◆ MATERIAL FOR THIS TASK
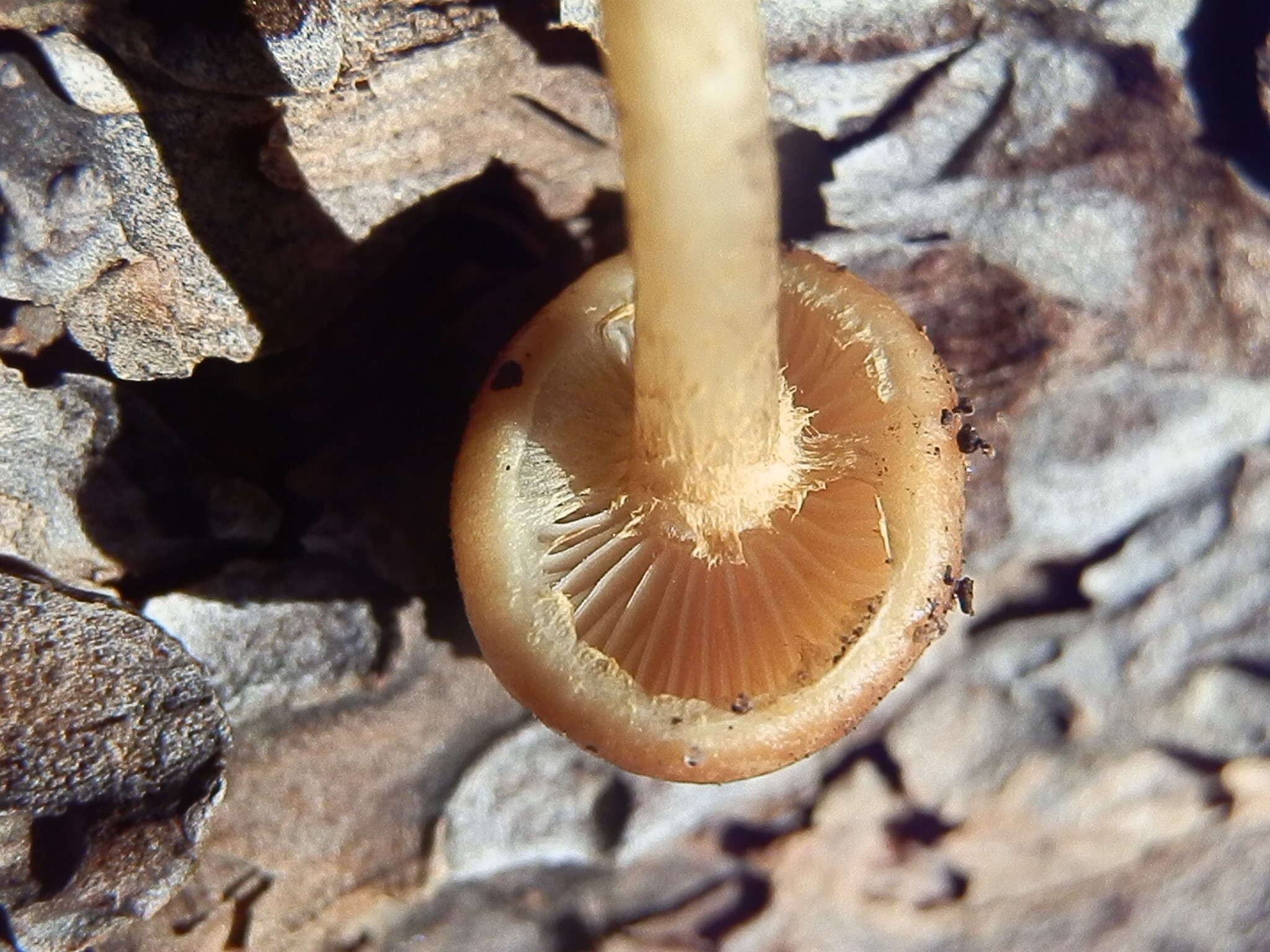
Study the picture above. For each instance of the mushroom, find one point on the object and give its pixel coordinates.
(709, 503)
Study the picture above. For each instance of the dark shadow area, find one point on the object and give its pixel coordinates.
(878, 756)
(7, 933)
(1222, 71)
(803, 163)
(1059, 591)
(352, 436)
(611, 813)
(569, 932)
(59, 845)
(347, 433)
(897, 110)
(741, 838)
(753, 892)
(922, 827)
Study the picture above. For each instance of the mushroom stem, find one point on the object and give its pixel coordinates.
(711, 416)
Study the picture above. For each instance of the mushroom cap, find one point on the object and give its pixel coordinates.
(618, 630)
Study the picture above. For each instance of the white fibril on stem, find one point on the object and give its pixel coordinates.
(713, 420)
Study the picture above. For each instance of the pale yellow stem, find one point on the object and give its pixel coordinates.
(701, 202)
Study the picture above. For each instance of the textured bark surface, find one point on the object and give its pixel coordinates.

◆ SET TASK
Copy all of the lines above word for word, leaving out any picture.

◆ RESPONSE BELOW
Study the picture above. For each instance of the mushroom, find one point on the object and give its pixel coordinates.
(709, 503)
Study the picture above. For each instance of the dark shadow area, find one point on the object and give its pixel coordinates.
(878, 756)
(7, 933)
(1222, 71)
(803, 163)
(1059, 591)
(352, 436)
(611, 813)
(569, 932)
(59, 845)
(347, 433)
(897, 110)
(741, 838)
(753, 892)
(922, 827)
Study the picture above. For each instance of the mushroom stem, find one point on the object and give its pixel coordinates.
(711, 416)
Study the picture above. For each instance of the mushroom cap, find one point on the object and give its pixel coordinates.
(618, 630)
Study the picture above. For each instance of the white fibril on stem, find one point on the object and give its pixel coordinates.
(713, 420)
Study the picture above. For each instance of the pale yellow stem, find one point on the object and give its pixel coordinates.
(701, 202)
Study the picture above. For each instance of the textured bark surface, find one point on the object and give its pixel coordinates.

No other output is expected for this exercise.